- _Exercise requirements_
- A) In the article on cancer diagnosis waits, what is the median wait for a myeloma diagnosis for black people?
- B) From the article on cancer diagnosis waits, reproduce word for word the passage that begins at the words "The relative delay" and stops after "time varies widely.".

• Sunday, October 01, 2023


Asians and Black patients in England wait longer than white people for cancer diagnosis

By: Chandrashekar Bhat

Asians have to wait five days longer than white people for cancer diagnosis in England in what campaigners call “absolutely unacceptable” racial inequality.

The median waiting period for a white person for diagnosis after presenting symptoms to a GP is 55 days and it is 60 days for Asians, a review of the primary care database by the University of Exeter and the Guardian revealed.

This means the median waiting time for Asians is nine per cent longer than for white people. It is still worse for black people who have to wait for an average of 61 days for diagnosis.

The relative delay could leave ethnic minorities more vulnerable to complications with fewer treatment options in the initial stages.

The analysis of data from 126,000 cancer cases in England between 2006 and 2016 covered the four most common cancers – lung, breast, prostate and colorectal – and three commonly diagnosed types in ethnic minorities: oesophagogastric, myeloma and ovarian.

It found that ethnic minority people wait longer than white patients for the diagnosis of six out of seven cancers. The difference in waiting time varies widely.

White people have to wait for 53 days to get a diagnosis for oesophagogastric cancer, while it is almost double (100 days) for Asians.

In the case of myeloma, the third most common type of blood cancer, the median wait time for white people is 93 days. For black people, it is 127 days.

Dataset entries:
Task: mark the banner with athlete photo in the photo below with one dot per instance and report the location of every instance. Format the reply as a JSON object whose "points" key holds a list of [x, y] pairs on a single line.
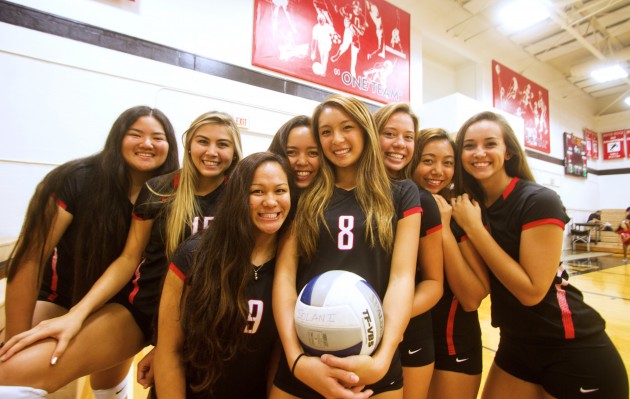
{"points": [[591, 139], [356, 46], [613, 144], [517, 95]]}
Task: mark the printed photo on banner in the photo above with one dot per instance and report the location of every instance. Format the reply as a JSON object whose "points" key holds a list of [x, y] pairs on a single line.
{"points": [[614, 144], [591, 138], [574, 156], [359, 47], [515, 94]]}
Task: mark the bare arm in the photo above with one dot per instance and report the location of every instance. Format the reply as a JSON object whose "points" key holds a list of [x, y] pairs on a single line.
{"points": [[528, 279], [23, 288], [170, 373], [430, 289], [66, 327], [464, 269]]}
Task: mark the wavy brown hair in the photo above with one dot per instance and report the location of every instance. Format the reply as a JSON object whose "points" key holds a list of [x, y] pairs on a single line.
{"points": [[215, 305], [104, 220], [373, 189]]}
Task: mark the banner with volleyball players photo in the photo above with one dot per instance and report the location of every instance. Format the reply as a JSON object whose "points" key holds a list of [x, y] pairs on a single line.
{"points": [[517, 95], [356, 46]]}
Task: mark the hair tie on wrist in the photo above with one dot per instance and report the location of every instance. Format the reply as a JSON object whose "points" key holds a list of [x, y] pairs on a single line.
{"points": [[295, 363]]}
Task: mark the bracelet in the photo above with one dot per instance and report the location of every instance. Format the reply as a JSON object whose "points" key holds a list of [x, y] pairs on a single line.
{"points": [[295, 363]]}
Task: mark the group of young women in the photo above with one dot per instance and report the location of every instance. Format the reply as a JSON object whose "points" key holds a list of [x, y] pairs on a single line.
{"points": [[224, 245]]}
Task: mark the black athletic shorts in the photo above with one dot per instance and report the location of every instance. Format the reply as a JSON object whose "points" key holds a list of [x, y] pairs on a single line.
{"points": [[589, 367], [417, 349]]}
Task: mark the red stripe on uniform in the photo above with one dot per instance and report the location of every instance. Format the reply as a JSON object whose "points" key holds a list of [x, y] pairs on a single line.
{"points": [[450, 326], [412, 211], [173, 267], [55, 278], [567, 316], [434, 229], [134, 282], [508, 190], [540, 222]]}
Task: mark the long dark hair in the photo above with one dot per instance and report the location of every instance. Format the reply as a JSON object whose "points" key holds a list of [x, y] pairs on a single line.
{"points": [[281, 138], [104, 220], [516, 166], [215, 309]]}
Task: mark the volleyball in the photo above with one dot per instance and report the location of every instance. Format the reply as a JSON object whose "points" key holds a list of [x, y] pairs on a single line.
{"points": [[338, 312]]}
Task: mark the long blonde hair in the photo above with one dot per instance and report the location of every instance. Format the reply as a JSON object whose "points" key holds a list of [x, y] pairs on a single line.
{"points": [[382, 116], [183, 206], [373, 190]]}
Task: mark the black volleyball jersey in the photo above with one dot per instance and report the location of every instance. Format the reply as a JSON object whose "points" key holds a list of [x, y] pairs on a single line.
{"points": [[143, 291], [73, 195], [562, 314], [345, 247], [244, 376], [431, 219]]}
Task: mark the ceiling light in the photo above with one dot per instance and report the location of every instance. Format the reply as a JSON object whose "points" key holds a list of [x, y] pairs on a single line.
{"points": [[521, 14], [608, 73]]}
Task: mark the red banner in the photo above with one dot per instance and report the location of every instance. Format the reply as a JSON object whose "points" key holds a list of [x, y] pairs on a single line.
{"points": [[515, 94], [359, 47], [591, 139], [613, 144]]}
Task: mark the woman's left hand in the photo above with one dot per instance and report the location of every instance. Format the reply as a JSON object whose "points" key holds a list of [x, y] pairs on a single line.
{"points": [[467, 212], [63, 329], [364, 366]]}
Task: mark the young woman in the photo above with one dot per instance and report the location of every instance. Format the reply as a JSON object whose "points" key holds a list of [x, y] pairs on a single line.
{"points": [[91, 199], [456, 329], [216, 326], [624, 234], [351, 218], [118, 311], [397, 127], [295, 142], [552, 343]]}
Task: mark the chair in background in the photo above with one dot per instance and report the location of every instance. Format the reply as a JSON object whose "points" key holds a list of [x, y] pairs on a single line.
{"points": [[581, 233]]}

- _Answers to the tasks_
- A) 127 days.

- B)
The relative delay could leave ethnic minorities more vulnerable to complications with fewer treatment options in the initial stages.

The analysis of data from 126,000 cancer cases in England between 2006 and 2016 covered the four most common cancers – lung, breast, prostate and colorectal – and three commonly diagnosed types in ethnic minorities: oesophagogastric, myeloma and ovarian.

It found that ethnic minority people wait longer than white patients for the diagnosis of six out of seven cancers. The difference in waiting time varies widely.